PAGE >>
■ ■ ■
I heard a song by The Wombats today. I do not especially like The Wombats, but they have done some good things, and this song isn’t half bad. Thing is, it inspired a couple of bizarre synaptic leaps that seem related to the very raison d’etre of this entire blog.

The song is called Let’s Dance to Joy Division, and it immediately put me in mind of a song by My Teenage Stride that Ed posted last week some time, with the chorus ‘You only dance to the Happy Mondays’. Simultaneously, the truly splendid Half-Man Half-Biscuit track Joy Division Oven Gloves popped in there as well.

I think, apart from the peaceful ruminations and the impassioned ranting, that may be one of the key reasons people a/ write about music so much and, b/ why music is said to be good for the brain.
■ ■ ■
RECORDED INFORMATION >>
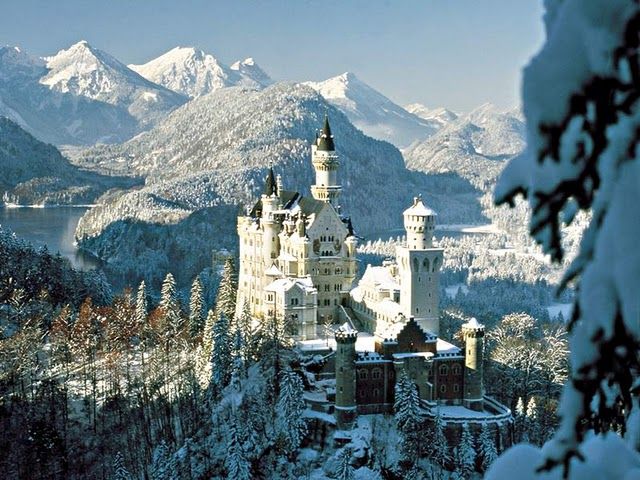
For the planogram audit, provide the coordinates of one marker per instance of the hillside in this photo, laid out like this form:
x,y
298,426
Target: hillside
x,y
372,112
213,153
35,172
475,146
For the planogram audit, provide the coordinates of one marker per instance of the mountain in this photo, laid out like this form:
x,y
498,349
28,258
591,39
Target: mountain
x,y
34,172
192,72
85,71
441,115
79,96
207,160
475,146
374,113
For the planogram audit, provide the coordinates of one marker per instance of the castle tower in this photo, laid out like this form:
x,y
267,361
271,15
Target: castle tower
x,y
346,409
419,267
325,162
270,226
473,333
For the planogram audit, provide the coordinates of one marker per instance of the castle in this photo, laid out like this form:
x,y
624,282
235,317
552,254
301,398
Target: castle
x,y
298,263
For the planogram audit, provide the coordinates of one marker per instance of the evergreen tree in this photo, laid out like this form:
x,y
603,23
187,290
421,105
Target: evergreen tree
x,y
119,470
439,450
163,466
345,469
142,306
291,426
196,304
466,453
236,463
226,298
221,358
170,306
487,446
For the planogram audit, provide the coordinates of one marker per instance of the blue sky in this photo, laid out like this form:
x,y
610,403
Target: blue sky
x,y
453,53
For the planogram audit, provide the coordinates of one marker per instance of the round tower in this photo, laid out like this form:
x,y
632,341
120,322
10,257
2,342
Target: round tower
x,y
473,333
419,268
420,223
325,162
346,409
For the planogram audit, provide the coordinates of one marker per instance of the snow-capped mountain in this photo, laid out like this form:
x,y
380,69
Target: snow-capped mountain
x,y
475,146
79,96
192,72
251,71
440,115
85,71
374,113
219,161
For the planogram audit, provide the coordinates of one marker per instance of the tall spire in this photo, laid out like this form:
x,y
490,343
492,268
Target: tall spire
x,y
270,186
325,142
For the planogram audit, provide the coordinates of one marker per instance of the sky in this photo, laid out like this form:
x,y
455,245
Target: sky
x,y
452,53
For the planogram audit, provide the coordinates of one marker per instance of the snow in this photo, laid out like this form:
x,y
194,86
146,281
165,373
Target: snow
x,y
605,458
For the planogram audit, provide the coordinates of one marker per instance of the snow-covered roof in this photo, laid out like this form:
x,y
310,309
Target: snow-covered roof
x,y
273,271
286,284
419,208
445,348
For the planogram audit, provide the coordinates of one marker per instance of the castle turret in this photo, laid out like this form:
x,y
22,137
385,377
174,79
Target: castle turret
x,y
473,333
270,226
419,268
346,409
325,162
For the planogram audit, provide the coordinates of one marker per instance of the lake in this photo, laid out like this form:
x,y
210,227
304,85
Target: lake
x,y
53,227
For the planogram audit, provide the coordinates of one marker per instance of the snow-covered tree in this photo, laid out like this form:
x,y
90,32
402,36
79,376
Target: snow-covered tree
x,y
170,305
163,465
226,297
120,472
221,355
196,305
291,425
466,458
236,463
583,135
487,446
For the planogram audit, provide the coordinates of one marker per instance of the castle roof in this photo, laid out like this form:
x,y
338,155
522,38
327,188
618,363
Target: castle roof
x,y
419,208
325,140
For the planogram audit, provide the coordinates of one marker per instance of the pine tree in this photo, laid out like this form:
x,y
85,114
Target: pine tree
x,y
487,446
119,470
196,321
226,298
439,450
163,466
345,469
170,306
532,423
236,463
291,426
221,359
466,453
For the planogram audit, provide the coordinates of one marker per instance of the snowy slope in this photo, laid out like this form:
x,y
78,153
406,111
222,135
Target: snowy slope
x,y
372,112
214,151
192,72
85,71
440,115
475,146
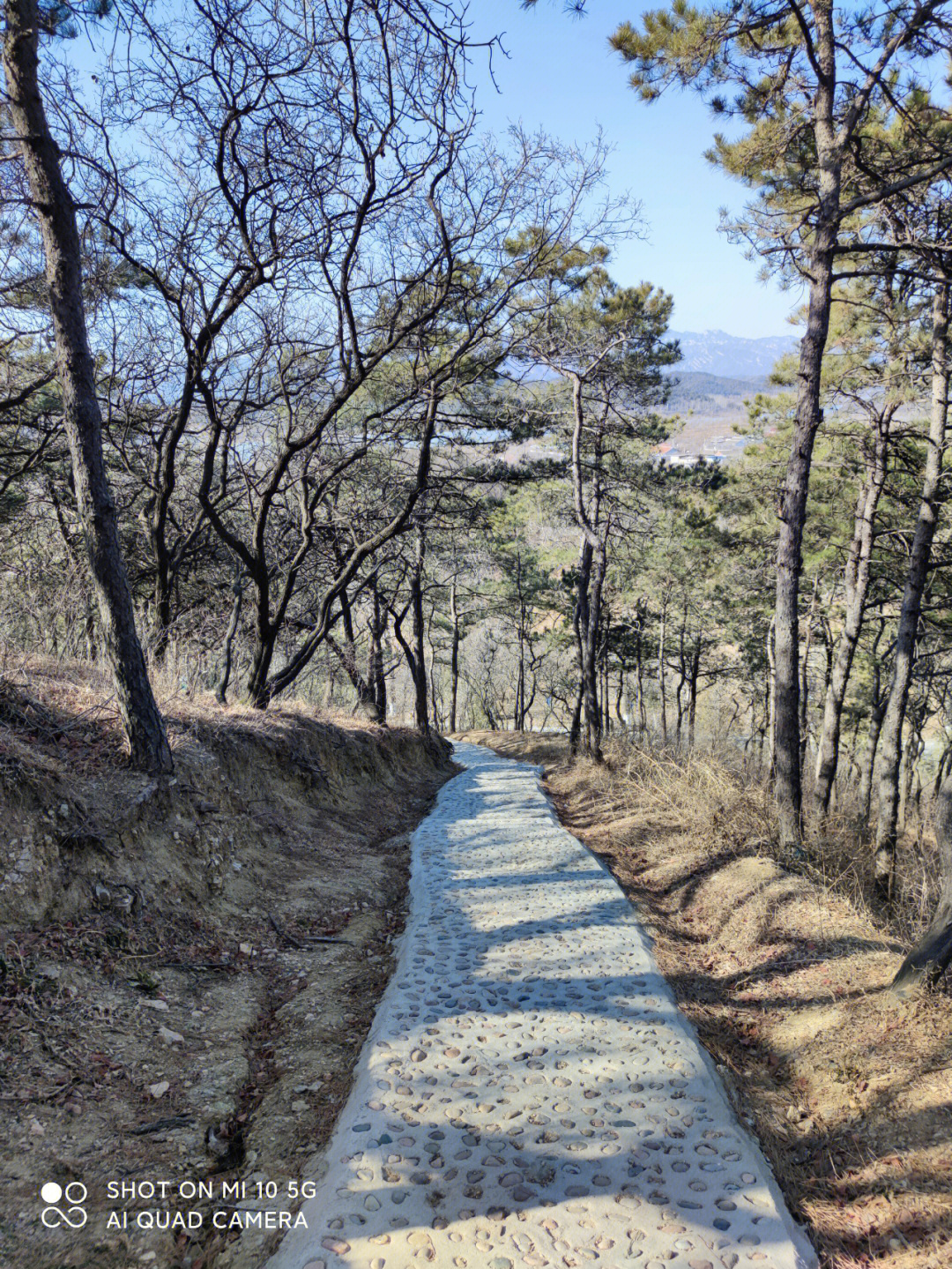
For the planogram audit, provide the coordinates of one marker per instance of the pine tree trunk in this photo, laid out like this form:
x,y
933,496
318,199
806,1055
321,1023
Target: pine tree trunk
x,y
932,954
222,685
917,575
55,210
416,590
662,633
792,518
454,656
857,580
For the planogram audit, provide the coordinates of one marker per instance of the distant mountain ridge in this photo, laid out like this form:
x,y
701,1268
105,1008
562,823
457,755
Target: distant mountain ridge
x,y
714,352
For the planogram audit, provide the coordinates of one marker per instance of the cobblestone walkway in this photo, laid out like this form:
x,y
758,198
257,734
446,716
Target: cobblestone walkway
x,y
529,1093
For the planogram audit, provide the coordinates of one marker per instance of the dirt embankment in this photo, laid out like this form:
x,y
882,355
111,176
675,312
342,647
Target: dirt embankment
x,y
848,1089
187,974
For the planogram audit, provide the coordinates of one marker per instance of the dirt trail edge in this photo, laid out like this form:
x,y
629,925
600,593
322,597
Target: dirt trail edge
x,y
529,1093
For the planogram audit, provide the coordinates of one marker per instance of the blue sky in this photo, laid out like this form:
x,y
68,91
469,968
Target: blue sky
x,y
562,77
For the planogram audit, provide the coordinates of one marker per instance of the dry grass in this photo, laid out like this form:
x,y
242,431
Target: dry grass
x,y
785,974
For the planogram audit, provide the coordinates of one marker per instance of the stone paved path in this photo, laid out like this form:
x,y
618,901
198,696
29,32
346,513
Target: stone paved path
x,y
529,1093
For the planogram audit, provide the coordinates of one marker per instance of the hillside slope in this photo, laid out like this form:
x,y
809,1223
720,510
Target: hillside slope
x,y
187,974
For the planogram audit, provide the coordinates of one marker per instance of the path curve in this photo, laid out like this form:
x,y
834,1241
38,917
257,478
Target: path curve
x,y
529,1093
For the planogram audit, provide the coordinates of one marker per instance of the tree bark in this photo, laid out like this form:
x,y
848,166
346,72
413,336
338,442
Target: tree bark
x,y
237,590
856,584
56,213
932,954
911,610
454,656
662,633
792,504
416,594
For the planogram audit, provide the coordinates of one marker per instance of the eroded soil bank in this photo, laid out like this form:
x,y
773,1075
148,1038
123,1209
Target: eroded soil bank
x,y
187,974
848,1090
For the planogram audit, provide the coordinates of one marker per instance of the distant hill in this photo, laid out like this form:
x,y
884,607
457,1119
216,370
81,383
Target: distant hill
x,y
699,386
714,352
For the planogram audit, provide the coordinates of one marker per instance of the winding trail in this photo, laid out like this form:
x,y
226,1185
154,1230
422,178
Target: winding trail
x,y
529,1093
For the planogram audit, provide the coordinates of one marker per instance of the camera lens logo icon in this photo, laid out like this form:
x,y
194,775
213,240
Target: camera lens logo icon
x,y
74,1214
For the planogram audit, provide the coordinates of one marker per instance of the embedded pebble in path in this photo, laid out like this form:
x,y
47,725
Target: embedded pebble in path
x,y
530,1094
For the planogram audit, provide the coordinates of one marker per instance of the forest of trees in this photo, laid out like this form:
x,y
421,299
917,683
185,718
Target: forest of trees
x,y
309,386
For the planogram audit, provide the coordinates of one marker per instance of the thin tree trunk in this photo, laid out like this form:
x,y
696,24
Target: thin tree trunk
x,y
662,632
237,590
804,673
856,580
692,684
454,656
56,213
771,702
809,415
932,954
908,631
416,592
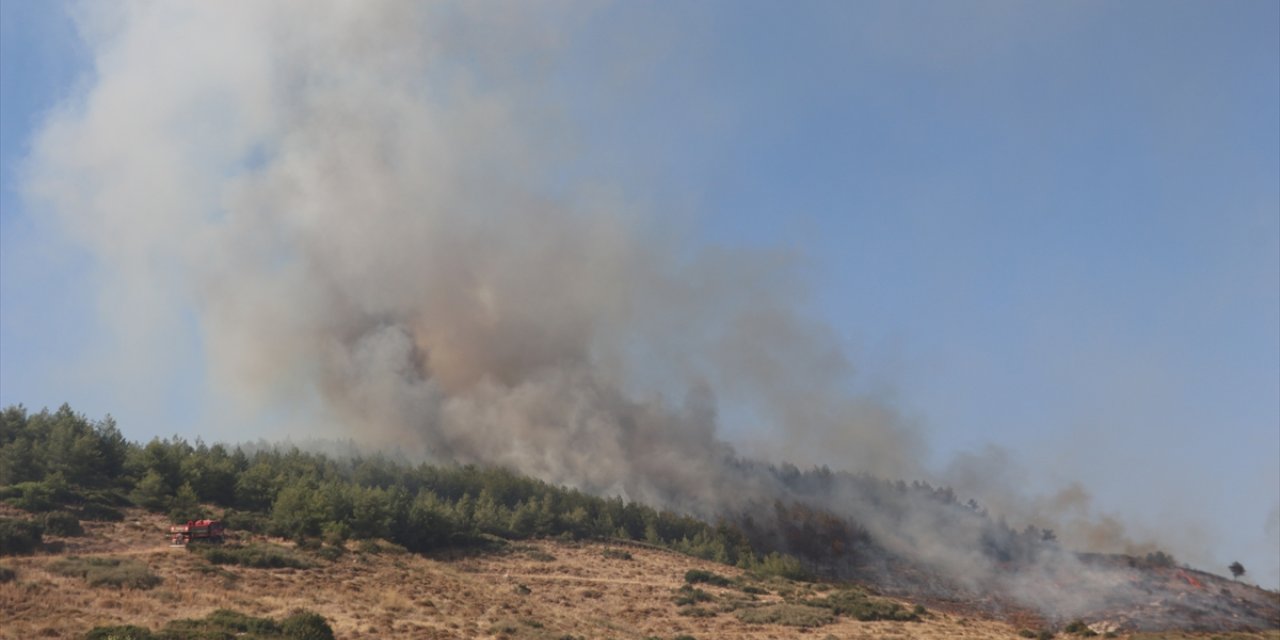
■ ■ ■
TASK OBJECTIVE >> Copy the blog post about the Wombats song word for word, in full.

PROBLEM SOLUTION >>
I heard a song by The Wombats today. I do not especially like The Wombats, but they have done some good things, and this song isn’t half bad. Thing is, it inspired a couple of bizarre synaptic leaps that seem related to the very raison d’etre of this entire blog.

The song is called Let’s Dance to Joy Division, and it immediately put me in mind of a song by My Teenage Stride that Ed posted last week some time, with the chorus ‘You only dance to the Happy Mondays’. Simultaneously, the truly splendid Half-Man Half-Biscuit track Joy Division Oven Gloves popped in there as well.

I think, apart from the peaceful ruminations and the impassioned ranting, that may be one of the key reasons people a/ write about music so much and, b/ why music is said to be good for the brain.